# Modeling

## Imports

In [1]:
import numpy as np
import pandas as pd
import sklearn as sk

## Load the data

Read the pickled `DataFrame` that shows consumer profiles, consumer cuisines, restaurant profiles, restaurant cuisines, and user ratings of restaurants

In [2]:
user_restaurant_ratings = pd.read_pickle('user_restaurant_ratings_exploration')

## Prepare data for machine learning

Add additional columns to your feature `DataFrame` for any categorical columns you think will be relevant. For each such column:

* Use `pandas.get_dummies` to one-hot encode the categorical values.
* Use `pandas.concat` with `axis=1` to add those columns to the feature `DataFrame`

In [3]:
categorical_cols = ['drink_level', 
                    'dress_preference', 
                    'ambience', 
                    'interest', 
                    'personality',
                    'activity', 
                    'budget', 
                    'alcohol', 
                    'smoking_area', 
                    'dress_code',
                    'price', 
                    'Rambience',
                    'area'] 
                    #'religion', 
                    #'color', 
                    #'marital_status', 
                    #'hijos', 
                    #'accessibility']
                    #'other_services']
dfs = [user_restaurant_ratings]
for col in categorical_cols:
    dfs.append(pd.get_dummies(user_restaurant_ratings[col]))

user_restaurant_ratings = pd.concat(dfs, axis=1)

Now that the dummies are concatenated to the table, we can now drop the categorical columns

In [4]:
user_restaurant_ratings.drop(['drink_level', 'dress_preference', 'ambience', 'marital_status', 'hijos', 'interest',
                              'personality', 'religion', 'activity', 'color', 'budget', 'alcohol',
                              'smoking_area', 'dress_code', 'accessibility', 'price', 'Rambience', 'area','other_services'], 
                              axis=1, inplace=True)

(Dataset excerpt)
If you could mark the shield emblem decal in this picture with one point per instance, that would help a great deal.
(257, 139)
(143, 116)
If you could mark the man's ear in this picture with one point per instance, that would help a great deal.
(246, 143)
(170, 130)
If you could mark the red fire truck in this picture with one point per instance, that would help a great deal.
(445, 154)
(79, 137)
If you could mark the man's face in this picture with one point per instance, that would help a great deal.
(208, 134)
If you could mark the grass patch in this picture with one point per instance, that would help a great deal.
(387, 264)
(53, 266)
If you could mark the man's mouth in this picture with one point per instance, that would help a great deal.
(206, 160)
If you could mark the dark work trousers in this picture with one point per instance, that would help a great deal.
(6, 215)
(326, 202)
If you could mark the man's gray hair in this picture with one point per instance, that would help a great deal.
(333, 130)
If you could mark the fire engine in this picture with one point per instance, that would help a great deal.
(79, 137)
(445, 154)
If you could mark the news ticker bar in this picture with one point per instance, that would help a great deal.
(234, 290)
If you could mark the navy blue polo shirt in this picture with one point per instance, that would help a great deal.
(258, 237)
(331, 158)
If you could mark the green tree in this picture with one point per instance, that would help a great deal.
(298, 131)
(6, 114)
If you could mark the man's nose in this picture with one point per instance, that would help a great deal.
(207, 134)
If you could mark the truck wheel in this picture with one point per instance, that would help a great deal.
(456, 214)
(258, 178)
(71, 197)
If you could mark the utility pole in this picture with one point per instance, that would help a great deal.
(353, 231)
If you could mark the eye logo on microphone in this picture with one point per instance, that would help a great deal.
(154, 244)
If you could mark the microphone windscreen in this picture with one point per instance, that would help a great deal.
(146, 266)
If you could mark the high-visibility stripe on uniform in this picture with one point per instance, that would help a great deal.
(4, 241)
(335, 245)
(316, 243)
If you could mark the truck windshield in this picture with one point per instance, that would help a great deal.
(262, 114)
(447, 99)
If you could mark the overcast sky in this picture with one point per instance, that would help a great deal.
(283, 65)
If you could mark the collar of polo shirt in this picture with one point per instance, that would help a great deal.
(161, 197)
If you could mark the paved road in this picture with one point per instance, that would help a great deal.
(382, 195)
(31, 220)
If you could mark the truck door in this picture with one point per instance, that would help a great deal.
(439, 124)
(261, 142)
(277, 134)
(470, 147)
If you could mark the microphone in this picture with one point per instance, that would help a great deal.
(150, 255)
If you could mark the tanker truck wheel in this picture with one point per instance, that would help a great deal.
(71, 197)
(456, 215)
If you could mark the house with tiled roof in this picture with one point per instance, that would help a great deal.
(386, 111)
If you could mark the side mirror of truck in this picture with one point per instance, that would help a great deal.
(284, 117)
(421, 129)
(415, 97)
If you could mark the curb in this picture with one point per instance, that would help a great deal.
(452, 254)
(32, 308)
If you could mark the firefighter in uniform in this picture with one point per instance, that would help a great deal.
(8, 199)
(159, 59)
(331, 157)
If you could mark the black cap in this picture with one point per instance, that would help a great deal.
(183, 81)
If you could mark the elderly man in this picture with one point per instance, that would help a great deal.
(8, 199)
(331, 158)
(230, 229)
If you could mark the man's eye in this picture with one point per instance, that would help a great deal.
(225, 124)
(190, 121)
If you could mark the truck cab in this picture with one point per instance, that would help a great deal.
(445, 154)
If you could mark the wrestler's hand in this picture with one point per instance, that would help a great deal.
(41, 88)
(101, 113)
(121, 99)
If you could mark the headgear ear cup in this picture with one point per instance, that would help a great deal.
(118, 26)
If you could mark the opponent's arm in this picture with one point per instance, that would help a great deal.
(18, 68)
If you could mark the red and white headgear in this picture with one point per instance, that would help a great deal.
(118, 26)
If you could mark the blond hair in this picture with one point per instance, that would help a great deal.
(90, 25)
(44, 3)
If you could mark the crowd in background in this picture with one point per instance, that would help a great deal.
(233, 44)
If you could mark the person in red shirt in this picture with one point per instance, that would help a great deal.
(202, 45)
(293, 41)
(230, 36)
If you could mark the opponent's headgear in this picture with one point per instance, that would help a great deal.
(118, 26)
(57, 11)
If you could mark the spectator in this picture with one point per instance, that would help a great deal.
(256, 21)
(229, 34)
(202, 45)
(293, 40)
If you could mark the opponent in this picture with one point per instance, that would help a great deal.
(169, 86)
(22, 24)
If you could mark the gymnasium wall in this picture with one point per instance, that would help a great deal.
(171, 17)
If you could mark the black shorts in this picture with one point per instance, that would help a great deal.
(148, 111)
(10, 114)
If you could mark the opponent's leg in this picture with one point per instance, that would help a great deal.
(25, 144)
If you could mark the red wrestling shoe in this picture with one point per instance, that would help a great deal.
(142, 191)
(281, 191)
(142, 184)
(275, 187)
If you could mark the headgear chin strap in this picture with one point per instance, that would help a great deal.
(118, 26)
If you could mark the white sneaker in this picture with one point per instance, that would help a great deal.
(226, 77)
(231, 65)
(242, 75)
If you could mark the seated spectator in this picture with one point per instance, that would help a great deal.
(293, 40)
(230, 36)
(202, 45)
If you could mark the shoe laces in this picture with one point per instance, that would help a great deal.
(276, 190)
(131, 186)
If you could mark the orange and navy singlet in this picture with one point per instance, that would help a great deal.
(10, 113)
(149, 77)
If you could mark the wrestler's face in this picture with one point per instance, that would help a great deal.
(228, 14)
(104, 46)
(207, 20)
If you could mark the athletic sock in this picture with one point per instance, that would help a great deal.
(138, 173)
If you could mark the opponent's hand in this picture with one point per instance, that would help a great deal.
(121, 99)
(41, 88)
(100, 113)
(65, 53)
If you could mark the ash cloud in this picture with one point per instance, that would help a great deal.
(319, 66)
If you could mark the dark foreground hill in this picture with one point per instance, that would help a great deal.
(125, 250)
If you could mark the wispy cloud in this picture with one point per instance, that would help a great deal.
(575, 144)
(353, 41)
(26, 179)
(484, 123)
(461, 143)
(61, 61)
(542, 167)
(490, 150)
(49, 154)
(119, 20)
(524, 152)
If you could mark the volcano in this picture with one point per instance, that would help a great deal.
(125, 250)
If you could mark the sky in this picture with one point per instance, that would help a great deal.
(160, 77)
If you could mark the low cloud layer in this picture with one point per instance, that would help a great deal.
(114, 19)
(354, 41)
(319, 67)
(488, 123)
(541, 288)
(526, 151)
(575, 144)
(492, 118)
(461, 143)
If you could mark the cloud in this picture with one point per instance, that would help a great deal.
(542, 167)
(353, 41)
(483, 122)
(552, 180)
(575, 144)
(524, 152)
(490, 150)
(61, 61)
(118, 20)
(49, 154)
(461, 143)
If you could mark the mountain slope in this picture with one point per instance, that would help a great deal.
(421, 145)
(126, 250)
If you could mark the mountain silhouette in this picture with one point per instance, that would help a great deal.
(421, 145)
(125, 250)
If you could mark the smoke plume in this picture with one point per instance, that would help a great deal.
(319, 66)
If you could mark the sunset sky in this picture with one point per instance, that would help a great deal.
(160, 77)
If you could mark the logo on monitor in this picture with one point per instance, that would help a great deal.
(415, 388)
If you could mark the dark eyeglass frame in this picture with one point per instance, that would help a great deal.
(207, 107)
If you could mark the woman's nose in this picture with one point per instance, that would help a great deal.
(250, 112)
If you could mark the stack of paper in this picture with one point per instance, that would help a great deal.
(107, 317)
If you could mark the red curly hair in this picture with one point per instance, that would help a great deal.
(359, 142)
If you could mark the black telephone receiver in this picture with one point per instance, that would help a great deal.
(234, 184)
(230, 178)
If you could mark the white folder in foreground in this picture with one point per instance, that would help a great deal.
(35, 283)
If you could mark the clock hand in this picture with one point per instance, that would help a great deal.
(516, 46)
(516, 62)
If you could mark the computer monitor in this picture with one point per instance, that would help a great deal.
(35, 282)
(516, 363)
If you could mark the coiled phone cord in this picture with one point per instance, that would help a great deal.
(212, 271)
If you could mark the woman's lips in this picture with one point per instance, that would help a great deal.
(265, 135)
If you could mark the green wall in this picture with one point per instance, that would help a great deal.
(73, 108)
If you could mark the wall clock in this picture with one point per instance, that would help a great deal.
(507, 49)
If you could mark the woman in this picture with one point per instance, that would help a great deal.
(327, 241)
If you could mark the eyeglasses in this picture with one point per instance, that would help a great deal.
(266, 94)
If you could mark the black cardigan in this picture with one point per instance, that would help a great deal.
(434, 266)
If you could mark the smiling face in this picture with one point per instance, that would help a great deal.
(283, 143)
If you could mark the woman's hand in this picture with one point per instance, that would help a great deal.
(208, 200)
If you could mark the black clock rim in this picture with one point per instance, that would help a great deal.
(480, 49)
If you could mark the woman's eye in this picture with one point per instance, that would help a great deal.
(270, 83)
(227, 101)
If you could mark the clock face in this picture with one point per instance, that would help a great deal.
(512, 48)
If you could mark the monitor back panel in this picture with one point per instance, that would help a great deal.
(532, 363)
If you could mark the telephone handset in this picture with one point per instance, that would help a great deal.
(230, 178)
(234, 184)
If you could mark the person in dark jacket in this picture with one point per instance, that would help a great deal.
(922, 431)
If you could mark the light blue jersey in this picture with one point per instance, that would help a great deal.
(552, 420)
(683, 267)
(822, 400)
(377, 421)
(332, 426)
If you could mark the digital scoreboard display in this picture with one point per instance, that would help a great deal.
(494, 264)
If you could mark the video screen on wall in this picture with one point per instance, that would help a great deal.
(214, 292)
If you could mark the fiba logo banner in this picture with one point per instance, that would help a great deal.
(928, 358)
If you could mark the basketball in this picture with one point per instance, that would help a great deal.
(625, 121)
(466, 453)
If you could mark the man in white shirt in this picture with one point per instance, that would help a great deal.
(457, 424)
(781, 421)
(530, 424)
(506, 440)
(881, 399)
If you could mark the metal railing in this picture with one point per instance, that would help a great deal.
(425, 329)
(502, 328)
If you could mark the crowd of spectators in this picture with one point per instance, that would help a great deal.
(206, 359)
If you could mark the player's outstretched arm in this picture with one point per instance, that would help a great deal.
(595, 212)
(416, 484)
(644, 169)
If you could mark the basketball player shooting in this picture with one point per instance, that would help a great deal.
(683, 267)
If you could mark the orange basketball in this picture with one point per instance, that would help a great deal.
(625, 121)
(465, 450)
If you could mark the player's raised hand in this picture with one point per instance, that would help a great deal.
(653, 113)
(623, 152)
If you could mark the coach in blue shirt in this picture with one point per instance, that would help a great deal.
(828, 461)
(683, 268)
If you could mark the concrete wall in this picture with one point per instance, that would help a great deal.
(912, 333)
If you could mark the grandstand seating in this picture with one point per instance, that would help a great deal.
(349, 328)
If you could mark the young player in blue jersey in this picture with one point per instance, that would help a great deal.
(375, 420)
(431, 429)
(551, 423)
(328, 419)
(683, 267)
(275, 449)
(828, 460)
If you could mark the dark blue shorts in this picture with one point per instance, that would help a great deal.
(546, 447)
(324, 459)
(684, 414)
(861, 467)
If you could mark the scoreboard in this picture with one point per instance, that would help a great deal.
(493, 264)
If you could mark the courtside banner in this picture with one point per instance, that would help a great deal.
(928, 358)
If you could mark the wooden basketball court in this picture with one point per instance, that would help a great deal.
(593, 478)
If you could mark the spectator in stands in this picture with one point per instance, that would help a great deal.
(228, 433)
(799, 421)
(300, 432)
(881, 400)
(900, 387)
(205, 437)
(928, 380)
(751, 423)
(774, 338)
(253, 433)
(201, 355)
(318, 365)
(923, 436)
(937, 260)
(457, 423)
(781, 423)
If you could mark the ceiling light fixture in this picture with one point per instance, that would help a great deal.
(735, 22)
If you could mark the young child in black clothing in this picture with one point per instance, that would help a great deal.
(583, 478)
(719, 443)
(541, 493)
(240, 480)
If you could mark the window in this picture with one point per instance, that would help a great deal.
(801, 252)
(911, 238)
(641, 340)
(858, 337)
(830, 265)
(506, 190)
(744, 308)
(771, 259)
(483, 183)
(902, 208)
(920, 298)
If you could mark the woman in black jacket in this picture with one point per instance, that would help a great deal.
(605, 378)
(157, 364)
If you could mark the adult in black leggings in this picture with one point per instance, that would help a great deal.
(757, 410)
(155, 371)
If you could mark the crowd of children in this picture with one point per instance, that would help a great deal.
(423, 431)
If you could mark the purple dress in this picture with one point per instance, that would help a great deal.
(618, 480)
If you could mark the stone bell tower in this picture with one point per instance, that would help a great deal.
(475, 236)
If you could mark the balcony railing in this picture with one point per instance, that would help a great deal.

### PROBLEM A
Write out the part of the modeling notebook starting with "user_restaurant_ratings = pd.concat(dfs, axis=1)" and going on through "axis=1, inplace=True)".
### PROBLEM B
In the modeling notebook, which pandas function is used to one-hot encode the categorical values?
### PROBLEM C
Proceed with the modeling notebook from the point where it ends.
The data above is separate material, unrelated to the modeling notebook.

### ANSWER A
user_restaurant_ratings = pd.concat(dfs, axis=1)

Now that the dummies are concatenated to the table, we can now drop the categorical columns

In [4]:
user_restaurant_ratings.drop(['drink_level', 'dress_preference', 'ambience', 'marital_status', 'hijos', 'interest',
                              'personality', 'religion', 'activity', 'color', 'budget', 'alcohol',
                              'smoking_area', 'dress_code', 'accessibility', 'price', 'Rambience', 'area','other_services'], 
                              axis=1, inplace=True)

### ANSWER B
pandas.get_dummies

### ANSWER C
Drop columns that are not categorical and will not be needed for the project. We will not be needing location (lat, long) since we are assuming a customer can be satisfied or unsatisfied at any restaurant in the world.

In [5]:
user_restaurant_ratings.drop(['userID', 'placeID', 'latitude_x', 
                              'longitude_x', 'longitude_y', 'latitude_y', 
                              'name'], axis=1, inplace=True)

## Finding the most significant data

At the moment, our merged table has too many columns. We can increase the accuracy of our recommendation system by dropping unnecessary columns.

In [6]:
list(user_restaurant_ratings.columns)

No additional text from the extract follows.